> [What you have to do] Return the full listing below, unchanged.

> [Records for the exercise]

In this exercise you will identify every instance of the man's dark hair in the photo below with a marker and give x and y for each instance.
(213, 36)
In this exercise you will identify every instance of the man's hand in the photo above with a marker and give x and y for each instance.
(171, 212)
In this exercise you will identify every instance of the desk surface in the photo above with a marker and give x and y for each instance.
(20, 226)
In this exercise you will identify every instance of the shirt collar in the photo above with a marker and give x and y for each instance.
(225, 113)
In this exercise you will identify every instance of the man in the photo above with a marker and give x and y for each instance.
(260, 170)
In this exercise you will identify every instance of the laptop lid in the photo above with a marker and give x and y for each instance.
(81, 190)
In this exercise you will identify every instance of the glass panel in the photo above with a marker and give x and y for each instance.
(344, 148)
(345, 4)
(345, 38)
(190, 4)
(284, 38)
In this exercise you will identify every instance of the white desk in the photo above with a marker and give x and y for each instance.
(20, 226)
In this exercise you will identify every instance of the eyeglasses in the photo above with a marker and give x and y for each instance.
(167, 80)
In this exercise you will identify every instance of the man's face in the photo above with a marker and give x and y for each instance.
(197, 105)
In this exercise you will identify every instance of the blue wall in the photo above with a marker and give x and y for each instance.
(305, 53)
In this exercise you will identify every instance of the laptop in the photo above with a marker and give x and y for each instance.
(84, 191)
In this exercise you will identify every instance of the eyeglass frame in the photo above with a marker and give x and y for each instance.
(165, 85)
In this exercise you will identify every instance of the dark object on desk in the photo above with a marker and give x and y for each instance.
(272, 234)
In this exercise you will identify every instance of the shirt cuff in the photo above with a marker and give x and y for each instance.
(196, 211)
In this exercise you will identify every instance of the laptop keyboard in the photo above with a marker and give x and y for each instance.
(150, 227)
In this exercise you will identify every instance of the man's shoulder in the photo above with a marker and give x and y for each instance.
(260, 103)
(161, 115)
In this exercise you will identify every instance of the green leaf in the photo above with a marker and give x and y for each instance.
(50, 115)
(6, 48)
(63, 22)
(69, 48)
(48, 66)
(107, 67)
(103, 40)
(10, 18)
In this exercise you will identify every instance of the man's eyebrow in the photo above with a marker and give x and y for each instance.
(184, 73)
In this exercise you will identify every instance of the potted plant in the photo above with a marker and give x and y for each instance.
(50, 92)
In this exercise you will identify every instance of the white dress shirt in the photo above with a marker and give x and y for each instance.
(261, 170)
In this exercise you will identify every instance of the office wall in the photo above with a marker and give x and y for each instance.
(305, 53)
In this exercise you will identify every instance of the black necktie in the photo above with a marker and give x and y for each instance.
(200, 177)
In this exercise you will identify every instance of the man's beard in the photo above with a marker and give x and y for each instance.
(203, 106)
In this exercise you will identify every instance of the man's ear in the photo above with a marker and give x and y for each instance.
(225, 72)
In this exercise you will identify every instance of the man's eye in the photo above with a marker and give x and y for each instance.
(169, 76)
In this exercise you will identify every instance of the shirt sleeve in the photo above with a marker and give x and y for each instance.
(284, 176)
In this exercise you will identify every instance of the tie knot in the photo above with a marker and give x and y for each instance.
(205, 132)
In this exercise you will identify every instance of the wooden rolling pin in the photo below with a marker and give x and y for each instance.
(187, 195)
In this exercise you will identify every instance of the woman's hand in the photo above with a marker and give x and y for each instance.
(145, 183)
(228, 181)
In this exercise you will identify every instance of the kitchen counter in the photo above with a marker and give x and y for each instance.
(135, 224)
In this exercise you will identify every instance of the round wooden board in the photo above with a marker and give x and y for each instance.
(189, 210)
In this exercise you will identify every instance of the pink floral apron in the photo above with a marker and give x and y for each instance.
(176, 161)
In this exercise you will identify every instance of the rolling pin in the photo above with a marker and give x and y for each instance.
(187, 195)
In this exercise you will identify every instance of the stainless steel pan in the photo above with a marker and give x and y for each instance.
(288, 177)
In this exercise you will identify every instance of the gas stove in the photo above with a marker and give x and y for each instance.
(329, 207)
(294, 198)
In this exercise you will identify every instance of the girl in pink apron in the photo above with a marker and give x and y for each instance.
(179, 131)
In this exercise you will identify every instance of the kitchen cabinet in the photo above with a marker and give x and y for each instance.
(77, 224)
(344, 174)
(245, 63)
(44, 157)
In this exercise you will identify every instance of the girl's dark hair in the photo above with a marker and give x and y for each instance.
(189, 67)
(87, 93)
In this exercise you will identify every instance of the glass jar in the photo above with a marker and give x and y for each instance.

> [Solution to the problem]
In this exercise you will identify every instance of the man's dark hair in the photo below with a marker and give x and y for each instance.
(213, 36)
In this exercise you will identify every instance of the man's hand in the photo above with a marker and give x and y for each instance.
(171, 212)
In this exercise you will identify every instance of the desk surface in the photo above with a marker and give x and y for each instance.
(20, 226)
In this exercise you will identify every instance of the shirt collar in the photo above with a marker and give x and y for each instance.
(225, 113)
In this exercise you will identify every instance of the man in the photo above with a marker and give x and y for each instance.
(260, 170)
In this exercise you will identify every instance of the laptop lid in the photo above with a marker and give x and y for each instance.
(81, 190)
In this exercise you will identify every instance of the glass panel in the photo above with a marker and give x and y for each instance.
(344, 148)
(345, 4)
(345, 38)
(190, 4)
(284, 38)
In this exercise you will identify every instance of the white desk in the photo above with a marker and give x and y for each instance.
(20, 226)
In this exercise you will identify every instance of the eyeglasses in the photo above with a marker and give x and y for each instance.
(167, 80)
In this exercise you will identify every instance of the man's face in the photo above with a marker and give x and y for each instance.
(197, 105)
In this exercise you will identify every instance of the blue wall in the photo above with a marker and give x and y for each instance.
(305, 53)
In this exercise you will identify every instance of the laptop in the photo above with a marker and give x and y for each instance.
(84, 191)
In this exercise you will identify every instance of the eyeglass frame in the photo above with a marker and give x and y for each instance.
(165, 85)
In this exercise you will identify every instance of the dark object on desk in the photo above with a marker and give x and y for each instance.
(272, 234)
In this exercise you will identify every instance of the shirt cuff in the photo above with a marker and give x and y for each instance.
(196, 211)
In this exercise you will identify every instance of the laptop keyboard in the photo above with a marker and give x and y for each instance.
(150, 227)
In this exercise you will identify every instance of the man's shoulder in the photo above with a marker and give x and y for each instance.
(260, 103)
(161, 115)
In this exercise you will identify every instance of the green leaf in the photo above with a marker and give x and y for each instance.
(50, 115)
(6, 48)
(63, 22)
(69, 48)
(48, 66)
(107, 67)
(103, 40)
(10, 18)
In this exercise you will identify every instance of the man's eyebrow in the photo above with a marker and give x and y for each instance.
(184, 73)
In this exercise you will identify every instance of the potted plant in the photo above with a marker and give x and y for each instance.
(50, 92)
In this exercise you will identify every instance of the white dress shirt in the photo above with a marker and give x and y for each instance.
(261, 170)
In this exercise you will identify every instance of the office wall in the photo above with a marker and give x and y for each instance.
(305, 53)
In this exercise you will identify every instance of the black necktie in the photo above with a marker and give x and y for each instance.
(200, 177)
In this exercise you will identify every instance of the man's beard in the photo above with a marker and give x and y for each instance.
(203, 106)
In this exercise you will identify every instance of the man's ear in the photo above with a marker and give x and y for each instance.
(225, 72)
In this exercise you will identify every instance of the man's eye in the photo above with a marker and give x and y for each instance.
(169, 76)
In this exercise you will identify every instance of the shirt sleeve in the photo above with a marker and give x and y for each instance.
(284, 176)
In this exercise you will identify every instance of the tie knot in the photo above with a marker and give x and y for each instance.
(205, 132)
In this exercise you will identify every instance of the wooden rolling pin in the photo below with a marker and give x and y for each instance.
(187, 195)
In this exercise you will identify every instance of the woman's hand in the photo above with a marker and give x and y for each instance.
(145, 183)
(228, 181)
In this exercise you will identify every instance of the kitchen counter in the photo above with a marker and give x and y for each instance.
(135, 224)
In this exercise you will identify every instance of the round wooden board in the photo above with a marker and give x and y for each instance.
(189, 210)
In this exercise you will identify every instance of the pink floral apron in the photo above with a marker and give x and y for each instance.
(176, 161)
In this exercise you will identify every instance of the rolling pin in the photo above with a marker and give x and y for each instance.
(187, 195)
In this exercise you will identify every instance of the stainless steel pan in the photo above with a marker and give x and y for each instance.
(288, 177)
In this exercise you will identify every instance of the gas stove in the photo above with a marker and give x and y for each instance.
(329, 207)
(294, 198)
In this exercise you will identify every instance of the girl in pink apron in the photo above with a marker and give x and y for each instance.
(179, 131)
In this exercise you will identify every instance of the kitchen cabinet in the photo above with a marker and give x and y for each instance.
(77, 224)
(344, 174)
(245, 63)
(44, 157)
In this exercise you will identify every instance of the girl's dark hair in the photo above with a marker and give x and y for each instance.
(189, 67)
(87, 93)
In this exercise you will identify every instance of the glass jar in the photo above with a marker and give x and y for each instance.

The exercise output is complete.